■ Task requirements
Rewrite the GT5 thread from "Interesting. I thought" up to and including "is it doing?", putting "computing platform" wherever "grid platform" appears.

Interesting. I thought that's the main reason why anyone would need a
grid platform: to distribute problems to multiple computers. If GT5 is
not doing that, then what is it doing?
The quote below is from the documentation of GT5.2.2[1]:"The Grid
Resource Allocation and Management (GRAM5) component is used to
locate, submit, monitor, and cancel jobs on Grid computing resources.
GRAM5 is not a Local Resource Manager, but rather a set of services
and clients for communicating with a range of different batch/cluster
job schedulers using a common protocol. GRAM5 is meant to address a
range of jobs where reliable operation, stateful monitoring,
credential management, and file staging are important."
>From my understanding, GRAM5 (part of GT5) aims at handling a range of
jobs (i.e. not a single job) + monitoring..etc. I assume that since it
claims handling a range of jobs, it should somehow figure out which
nodes to distribute at.
I think my expectations about GT5 are incorrect. Perhaps I am missing
the key objectives of GT5. Any clarifications would be appreciate it.
Regards,
J
On 11/19/2012 at 4:38 AM, "Steven C Timm" wrote:
The GT4 globus toolkit did include an implementation of the
Monitoring and Discovery Service, which can be used by a number of
sites to advertise to some central service which could then tell the
user where to globus-job-submit (or globusrun-ws –submit as GT4
did.)

■ Dataset rows

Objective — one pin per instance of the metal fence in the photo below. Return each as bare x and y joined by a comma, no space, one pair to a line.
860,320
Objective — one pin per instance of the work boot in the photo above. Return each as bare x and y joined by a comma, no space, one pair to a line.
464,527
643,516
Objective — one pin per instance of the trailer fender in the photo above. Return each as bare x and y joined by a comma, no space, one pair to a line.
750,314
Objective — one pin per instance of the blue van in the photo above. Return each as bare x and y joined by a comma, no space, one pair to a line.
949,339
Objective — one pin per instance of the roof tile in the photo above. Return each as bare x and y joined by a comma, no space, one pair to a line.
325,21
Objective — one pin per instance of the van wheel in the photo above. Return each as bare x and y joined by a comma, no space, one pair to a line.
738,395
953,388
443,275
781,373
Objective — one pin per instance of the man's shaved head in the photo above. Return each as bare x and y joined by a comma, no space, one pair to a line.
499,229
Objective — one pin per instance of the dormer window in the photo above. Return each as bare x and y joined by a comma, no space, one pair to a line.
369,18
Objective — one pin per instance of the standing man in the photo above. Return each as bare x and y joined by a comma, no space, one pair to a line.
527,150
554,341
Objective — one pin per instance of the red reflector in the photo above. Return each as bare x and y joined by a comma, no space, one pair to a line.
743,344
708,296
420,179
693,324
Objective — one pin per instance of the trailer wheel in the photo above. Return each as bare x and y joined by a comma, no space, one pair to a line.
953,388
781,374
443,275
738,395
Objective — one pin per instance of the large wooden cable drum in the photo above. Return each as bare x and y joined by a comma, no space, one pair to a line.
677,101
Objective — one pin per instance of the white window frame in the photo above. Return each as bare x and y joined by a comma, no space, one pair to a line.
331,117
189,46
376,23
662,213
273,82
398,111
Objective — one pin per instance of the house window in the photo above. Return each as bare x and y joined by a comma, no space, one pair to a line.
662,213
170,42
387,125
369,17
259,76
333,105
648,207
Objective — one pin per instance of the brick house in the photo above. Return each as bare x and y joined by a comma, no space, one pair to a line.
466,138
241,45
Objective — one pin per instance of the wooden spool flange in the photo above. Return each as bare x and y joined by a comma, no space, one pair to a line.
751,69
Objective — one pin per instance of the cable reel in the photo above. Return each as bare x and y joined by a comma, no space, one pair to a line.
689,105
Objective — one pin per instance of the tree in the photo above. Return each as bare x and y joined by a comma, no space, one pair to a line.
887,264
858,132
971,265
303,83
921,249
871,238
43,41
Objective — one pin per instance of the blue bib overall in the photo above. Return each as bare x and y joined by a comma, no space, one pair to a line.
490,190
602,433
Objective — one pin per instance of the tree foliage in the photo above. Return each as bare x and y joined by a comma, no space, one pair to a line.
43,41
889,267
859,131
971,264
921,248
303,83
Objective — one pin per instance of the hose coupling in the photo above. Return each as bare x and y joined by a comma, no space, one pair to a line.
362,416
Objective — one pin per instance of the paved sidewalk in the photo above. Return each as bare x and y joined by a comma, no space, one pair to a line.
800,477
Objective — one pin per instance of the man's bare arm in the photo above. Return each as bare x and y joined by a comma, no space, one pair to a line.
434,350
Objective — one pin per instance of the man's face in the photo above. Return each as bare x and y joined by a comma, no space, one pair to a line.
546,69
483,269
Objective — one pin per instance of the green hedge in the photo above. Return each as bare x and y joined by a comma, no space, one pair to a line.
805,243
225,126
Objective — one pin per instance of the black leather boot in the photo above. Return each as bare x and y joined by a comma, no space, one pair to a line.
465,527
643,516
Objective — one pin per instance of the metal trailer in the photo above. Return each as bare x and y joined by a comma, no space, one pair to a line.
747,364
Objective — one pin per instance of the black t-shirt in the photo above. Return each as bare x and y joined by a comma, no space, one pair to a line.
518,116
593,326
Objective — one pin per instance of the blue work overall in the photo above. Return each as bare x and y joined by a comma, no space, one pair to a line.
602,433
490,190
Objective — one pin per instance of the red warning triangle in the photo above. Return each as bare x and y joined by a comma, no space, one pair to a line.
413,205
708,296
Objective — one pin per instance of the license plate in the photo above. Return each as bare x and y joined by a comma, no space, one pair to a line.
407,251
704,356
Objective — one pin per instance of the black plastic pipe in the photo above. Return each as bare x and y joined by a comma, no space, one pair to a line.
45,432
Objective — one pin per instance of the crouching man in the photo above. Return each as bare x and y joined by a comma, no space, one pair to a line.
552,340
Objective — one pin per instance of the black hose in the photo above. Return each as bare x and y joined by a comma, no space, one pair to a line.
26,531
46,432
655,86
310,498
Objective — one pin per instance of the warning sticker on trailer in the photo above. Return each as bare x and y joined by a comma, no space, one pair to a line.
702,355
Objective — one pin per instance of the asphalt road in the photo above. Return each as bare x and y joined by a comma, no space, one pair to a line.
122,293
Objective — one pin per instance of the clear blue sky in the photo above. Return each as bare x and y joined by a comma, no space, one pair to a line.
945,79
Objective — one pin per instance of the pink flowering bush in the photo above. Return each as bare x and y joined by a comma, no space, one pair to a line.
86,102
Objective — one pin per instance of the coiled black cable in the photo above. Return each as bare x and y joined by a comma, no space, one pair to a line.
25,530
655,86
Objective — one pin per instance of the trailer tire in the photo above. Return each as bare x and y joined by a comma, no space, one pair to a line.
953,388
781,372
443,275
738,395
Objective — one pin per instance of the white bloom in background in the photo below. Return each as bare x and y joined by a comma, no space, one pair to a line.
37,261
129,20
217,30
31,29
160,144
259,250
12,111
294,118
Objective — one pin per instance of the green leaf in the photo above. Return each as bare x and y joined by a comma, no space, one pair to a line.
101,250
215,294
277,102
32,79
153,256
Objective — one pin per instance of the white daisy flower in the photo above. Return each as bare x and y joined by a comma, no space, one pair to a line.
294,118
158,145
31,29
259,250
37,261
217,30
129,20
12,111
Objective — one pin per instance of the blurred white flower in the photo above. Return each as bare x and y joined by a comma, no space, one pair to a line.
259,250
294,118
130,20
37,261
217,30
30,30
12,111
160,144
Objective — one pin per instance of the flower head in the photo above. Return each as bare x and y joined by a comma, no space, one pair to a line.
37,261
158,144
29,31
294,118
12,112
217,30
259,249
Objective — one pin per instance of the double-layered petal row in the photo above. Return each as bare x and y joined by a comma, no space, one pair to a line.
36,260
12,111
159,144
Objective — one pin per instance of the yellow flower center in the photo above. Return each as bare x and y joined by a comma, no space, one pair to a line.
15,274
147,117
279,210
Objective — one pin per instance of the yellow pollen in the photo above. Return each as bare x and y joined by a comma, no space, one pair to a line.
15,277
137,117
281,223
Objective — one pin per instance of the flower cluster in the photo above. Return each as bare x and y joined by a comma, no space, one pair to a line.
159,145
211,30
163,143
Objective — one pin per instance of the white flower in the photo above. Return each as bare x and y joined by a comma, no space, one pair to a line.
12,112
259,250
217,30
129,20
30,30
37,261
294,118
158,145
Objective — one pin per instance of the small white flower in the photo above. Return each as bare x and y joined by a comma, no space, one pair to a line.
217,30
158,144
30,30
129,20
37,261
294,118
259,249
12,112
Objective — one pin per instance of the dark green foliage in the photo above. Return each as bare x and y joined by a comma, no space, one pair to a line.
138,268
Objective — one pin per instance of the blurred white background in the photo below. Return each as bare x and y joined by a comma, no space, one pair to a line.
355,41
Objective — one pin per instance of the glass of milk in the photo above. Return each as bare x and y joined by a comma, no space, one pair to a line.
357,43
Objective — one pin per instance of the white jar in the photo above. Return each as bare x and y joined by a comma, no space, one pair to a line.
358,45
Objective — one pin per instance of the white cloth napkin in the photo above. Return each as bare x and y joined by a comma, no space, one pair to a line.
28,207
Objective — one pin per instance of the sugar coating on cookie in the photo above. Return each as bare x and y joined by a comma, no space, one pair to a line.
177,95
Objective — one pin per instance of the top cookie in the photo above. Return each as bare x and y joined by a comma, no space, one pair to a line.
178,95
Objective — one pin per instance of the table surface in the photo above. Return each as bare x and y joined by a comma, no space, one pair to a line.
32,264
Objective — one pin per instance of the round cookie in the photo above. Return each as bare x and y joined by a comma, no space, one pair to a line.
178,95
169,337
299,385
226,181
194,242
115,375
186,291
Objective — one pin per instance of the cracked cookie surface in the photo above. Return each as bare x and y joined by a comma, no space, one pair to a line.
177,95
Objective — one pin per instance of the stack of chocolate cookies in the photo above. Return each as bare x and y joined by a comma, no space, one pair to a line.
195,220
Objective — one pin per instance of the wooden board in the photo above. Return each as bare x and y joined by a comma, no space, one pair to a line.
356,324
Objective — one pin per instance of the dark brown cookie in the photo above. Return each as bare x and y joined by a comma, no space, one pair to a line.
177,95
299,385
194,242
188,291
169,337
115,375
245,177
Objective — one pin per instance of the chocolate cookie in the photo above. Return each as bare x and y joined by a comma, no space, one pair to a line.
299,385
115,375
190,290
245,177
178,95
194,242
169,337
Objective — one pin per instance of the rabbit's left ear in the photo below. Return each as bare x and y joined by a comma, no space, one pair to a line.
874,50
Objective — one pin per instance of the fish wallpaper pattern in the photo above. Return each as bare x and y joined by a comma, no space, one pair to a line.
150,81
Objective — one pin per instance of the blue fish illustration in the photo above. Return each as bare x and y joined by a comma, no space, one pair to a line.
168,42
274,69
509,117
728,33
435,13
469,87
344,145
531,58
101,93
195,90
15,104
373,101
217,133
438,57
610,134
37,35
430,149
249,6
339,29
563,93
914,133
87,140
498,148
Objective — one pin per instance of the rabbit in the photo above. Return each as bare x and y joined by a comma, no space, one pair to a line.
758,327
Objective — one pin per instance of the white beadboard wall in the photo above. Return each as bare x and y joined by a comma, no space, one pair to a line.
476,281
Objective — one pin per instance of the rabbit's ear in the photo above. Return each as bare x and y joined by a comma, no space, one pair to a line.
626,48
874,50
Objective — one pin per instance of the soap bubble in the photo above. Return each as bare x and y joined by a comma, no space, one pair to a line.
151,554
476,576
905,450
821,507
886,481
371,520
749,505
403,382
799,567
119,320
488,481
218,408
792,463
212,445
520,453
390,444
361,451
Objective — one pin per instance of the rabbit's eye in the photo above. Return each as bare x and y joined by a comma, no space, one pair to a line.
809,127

■ Complete output
Interesting. I thought that's the main reason why anyone would need a
computing platform: to distribute problems to multiple computers. If GT5 is
not doing that, then what is it doing?